What is expected:
All of these records need to be duplicated exactly.
======== Source material ========
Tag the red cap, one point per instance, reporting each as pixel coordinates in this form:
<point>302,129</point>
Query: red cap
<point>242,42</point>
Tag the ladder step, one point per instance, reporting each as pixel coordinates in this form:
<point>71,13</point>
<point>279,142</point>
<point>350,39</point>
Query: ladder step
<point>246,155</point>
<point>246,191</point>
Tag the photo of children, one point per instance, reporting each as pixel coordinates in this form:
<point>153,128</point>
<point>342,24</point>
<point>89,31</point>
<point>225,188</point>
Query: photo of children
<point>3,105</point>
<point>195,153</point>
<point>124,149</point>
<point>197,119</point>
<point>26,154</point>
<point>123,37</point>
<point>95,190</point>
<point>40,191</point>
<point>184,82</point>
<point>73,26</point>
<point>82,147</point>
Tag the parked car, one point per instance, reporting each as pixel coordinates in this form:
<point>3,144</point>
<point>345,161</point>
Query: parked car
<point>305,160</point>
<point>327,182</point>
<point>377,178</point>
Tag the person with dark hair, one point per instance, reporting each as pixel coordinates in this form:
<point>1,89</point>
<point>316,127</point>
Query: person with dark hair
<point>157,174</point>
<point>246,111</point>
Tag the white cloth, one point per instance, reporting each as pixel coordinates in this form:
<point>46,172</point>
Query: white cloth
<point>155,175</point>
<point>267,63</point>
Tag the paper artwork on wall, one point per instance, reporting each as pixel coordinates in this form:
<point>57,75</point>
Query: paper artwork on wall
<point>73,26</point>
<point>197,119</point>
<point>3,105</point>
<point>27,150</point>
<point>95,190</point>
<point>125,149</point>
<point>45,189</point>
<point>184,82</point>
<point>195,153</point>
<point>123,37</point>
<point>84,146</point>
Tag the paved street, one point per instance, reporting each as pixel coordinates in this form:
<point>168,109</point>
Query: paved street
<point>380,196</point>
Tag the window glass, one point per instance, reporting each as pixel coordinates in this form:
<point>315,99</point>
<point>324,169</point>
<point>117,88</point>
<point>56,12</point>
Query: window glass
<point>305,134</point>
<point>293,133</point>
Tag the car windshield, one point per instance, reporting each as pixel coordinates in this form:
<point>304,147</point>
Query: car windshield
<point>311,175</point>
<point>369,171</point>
========
Written response:
Tag the red cap, one point per instance, reporting each as pixel coordinates in this form:
<point>302,129</point>
Query: red cap
<point>242,42</point>
Tag the ladder step, one point per instance, reporting each as pixel coordinates in this form:
<point>71,13</point>
<point>279,142</point>
<point>350,39</point>
Query: ladder step
<point>246,155</point>
<point>246,191</point>
Tag the photo of children, one point per instance, reporting each as pixel coordinates in this form:
<point>153,128</point>
<point>342,24</point>
<point>89,31</point>
<point>225,188</point>
Query: photo of children
<point>3,105</point>
<point>195,153</point>
<point>124,149</point>
<point>197,119</point>
<point>26,154</point>
<point>123,37</point>
<point>95,190</point>
<point>40,191</point>
<point>184,82</point>
<point>73,26</point>
<point>82,147</point>
Tag the parked car, one point per instance, reporting each as pixel coordinates in this form:
<point>3,144</point>
<point>345,161</point>
Query: parked car
<point>305,160</point>
<point>327,182</point>
<point>377,178</point>
Tag the person with dark hair, one point per instance, reporting each as pixel coordinates in this form:
<point>1,89</point>
<point>316,127</point>
Query: person with dark hair
<point>157,174</point>
<point>246,111</point>
Tag the white cloth, one point per instance, reporting each as pixel coordinates in this form:
<point>46,172</point>
Query: white cloth
<point>155,175</point>
<point>267,63</point>
Tag the paper artwork on wall, one point per instance, reporting each as pixel coordinates in this form:
<point>57,75</point>
Query: paper artwork on wall
<point>73,26</point>
<point>197,119</point>
<point>3,105</point>
<point>27,150</point>
<point>95,190</point>
<point>125,149</point>
<point>45,189</point>
<point>184,82</point>
<point>195,153</point>
<point>123,37</point>
<point>84,146</point>
Tag the paved street, one point per instance, reporting each as pixel coordinates in this form:
<point>168,109</point>
Query: paved street
<point>380,196</point>
Tag the window glass, one point per instance, reporting each as pixel coordinates in this form:
<point>315,99</point>
<point>324,169</point>
<point>117,88</point>
<point>56,12</point>
Query: window glass
<point>305,134</point>
<point>293,133</point>
Tag the car windshield, one point per instance, reporting each as pixel coordinates in this form:
<point>304,147</point>
Query: car windshield
<point>311,175</point>
<point>369,171</point>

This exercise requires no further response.